==== Document passage ====
Bascially, new skis want to carve. If you do not give them input that will allow them to carve how they want to - they will often react very stubbornly - especially when you are skiing on high-end models. Deep sidecut is also a contributing factor because the turn that the ski wants to slice is very tight, and will require very quick and precise movements in order to keep up. In the clip I posted above I didn't keep up well in most of the run (there are a few instances of the left leg shaking because the edge isn't set properly).


post #5 of 24
I would guess it is in the last half of the turns, not the first half.
Is this correct?
post #6 of 24
Thread Starter 
The chatter appears similar to what I experienced. The snow you were skiing on was much softer than what I was on if it can make a difference. It would be great to see that clip in real time to get an idea of actual speed. I am not sure if I may be back to to far technique wise, but there was solid pressure more towards the ball of my foot and on my shin. I tend to drive the tips more from old habits, but it sounds like for sure I should get lesson - evaluation on the hill next time I go.

Based on my demo experience that day and what I have been told I may also be over powering the ski. It did seem that the stiffer skis, the Top Fuels and AC30's did not have this chatter and the turns were not skidding. Would they cover up area's where I need to improve on technique? One other factor is that I skied these skis later in the day when I was more tired so I could not drive them as hard.

To answer the other post. Yes the chatter is in the later part of the turn.
==== Supplied information ====
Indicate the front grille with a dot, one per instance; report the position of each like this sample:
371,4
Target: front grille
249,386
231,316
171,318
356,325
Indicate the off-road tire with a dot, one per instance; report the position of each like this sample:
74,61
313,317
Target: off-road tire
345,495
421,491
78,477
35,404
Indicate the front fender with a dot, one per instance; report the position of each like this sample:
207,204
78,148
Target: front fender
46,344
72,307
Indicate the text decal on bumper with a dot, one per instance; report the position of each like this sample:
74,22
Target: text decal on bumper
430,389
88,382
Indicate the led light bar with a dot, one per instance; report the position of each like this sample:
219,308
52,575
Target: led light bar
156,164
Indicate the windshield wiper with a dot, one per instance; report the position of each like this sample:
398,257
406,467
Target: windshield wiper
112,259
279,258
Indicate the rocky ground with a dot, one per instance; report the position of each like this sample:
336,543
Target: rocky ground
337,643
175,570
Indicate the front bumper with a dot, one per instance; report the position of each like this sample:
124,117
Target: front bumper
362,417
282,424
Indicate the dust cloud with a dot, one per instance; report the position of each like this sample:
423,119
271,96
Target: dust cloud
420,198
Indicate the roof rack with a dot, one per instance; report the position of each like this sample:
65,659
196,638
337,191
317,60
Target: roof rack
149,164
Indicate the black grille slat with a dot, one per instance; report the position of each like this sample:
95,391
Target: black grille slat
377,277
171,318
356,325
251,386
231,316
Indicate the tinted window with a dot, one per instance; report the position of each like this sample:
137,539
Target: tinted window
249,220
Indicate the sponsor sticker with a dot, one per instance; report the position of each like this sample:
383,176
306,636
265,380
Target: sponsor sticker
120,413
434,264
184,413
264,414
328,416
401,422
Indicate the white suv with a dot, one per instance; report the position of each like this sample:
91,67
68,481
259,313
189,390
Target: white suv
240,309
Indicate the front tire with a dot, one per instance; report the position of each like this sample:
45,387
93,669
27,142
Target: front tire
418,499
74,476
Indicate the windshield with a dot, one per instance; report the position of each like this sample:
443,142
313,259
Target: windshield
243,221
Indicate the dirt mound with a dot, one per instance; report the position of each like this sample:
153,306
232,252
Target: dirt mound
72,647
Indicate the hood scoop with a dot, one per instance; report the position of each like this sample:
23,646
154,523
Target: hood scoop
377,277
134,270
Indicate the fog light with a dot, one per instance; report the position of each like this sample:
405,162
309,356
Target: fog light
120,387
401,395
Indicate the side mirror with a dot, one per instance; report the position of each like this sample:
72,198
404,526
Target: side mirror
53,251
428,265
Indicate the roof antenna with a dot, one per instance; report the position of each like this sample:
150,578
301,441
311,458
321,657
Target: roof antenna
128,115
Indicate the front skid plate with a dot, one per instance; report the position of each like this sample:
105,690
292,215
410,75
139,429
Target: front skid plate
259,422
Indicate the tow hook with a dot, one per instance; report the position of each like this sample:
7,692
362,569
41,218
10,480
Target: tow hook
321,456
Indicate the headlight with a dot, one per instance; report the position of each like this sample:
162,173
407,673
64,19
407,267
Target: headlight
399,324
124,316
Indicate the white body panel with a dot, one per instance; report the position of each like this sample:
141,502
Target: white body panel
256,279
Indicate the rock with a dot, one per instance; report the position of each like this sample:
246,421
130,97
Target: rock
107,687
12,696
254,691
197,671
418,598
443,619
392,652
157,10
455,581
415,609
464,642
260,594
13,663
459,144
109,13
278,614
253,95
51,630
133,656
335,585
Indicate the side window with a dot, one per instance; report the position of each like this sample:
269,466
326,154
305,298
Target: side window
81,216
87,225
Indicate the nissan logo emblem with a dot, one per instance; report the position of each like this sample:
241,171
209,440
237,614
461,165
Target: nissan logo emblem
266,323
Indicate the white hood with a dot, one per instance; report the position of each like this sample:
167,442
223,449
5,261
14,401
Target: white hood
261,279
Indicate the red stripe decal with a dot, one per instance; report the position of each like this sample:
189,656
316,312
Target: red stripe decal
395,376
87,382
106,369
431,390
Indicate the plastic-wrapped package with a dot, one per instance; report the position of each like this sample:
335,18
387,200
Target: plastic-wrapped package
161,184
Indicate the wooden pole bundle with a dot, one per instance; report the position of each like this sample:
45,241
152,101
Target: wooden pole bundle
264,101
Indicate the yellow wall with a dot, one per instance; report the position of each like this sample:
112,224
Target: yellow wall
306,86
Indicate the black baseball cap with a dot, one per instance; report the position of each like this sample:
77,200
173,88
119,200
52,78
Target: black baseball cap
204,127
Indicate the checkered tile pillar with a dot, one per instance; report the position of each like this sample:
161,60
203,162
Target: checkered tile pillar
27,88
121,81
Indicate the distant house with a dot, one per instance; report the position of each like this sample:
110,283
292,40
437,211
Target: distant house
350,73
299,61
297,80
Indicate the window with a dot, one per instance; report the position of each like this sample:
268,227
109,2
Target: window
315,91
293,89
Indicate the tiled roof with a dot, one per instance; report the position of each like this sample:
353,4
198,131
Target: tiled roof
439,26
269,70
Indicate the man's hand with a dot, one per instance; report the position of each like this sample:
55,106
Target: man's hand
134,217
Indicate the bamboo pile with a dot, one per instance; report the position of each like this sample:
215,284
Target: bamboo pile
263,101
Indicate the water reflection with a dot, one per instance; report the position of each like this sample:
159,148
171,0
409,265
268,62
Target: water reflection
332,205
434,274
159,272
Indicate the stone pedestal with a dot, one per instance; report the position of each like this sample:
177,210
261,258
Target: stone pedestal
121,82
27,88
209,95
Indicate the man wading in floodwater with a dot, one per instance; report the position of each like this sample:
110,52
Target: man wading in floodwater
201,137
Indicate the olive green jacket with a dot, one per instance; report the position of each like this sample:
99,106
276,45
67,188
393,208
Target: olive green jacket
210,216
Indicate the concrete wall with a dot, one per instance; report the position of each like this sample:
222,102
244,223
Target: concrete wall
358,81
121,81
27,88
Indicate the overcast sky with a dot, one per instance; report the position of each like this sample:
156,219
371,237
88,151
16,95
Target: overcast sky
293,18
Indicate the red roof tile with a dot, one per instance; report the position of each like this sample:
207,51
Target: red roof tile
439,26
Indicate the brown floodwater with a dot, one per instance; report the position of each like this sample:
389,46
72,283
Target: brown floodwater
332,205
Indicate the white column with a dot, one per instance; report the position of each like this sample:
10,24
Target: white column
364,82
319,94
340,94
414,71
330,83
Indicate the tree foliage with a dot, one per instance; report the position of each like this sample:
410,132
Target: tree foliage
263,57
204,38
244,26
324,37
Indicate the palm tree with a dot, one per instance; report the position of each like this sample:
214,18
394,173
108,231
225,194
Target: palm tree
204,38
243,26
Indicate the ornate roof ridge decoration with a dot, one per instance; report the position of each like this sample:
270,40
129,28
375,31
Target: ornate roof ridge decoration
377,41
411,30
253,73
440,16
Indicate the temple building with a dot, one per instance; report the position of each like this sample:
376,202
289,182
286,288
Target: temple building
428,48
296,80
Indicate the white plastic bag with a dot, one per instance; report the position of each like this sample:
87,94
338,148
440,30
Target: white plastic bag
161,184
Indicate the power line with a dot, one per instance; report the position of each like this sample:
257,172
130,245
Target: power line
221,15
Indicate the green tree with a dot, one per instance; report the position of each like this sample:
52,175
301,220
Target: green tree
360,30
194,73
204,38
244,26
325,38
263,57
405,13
====
▶ Set exercise
Repeat word for word the part of the ski chatter thread starting with "Bascially, new skis" and going on through "Is this correct?".

▶ Solution
Bascially, new skis want to carve. If you do not give them input that will allow them to carve how they want to - they will often react very stubbornly - especially when you are skiing on high-end models. Deep sidecut is also a contributing factor because the turn that the ski wants to slice is very tight, and will require very quick and precise movements in order to keep up. In the clip I posted above I didn't keep up well in most of the run (there are a few instances of the left leg shaking because the edge isn't set properly).


post #5 of 24
I would guess it is in the last half of the turns, not the first half.
Is this correct?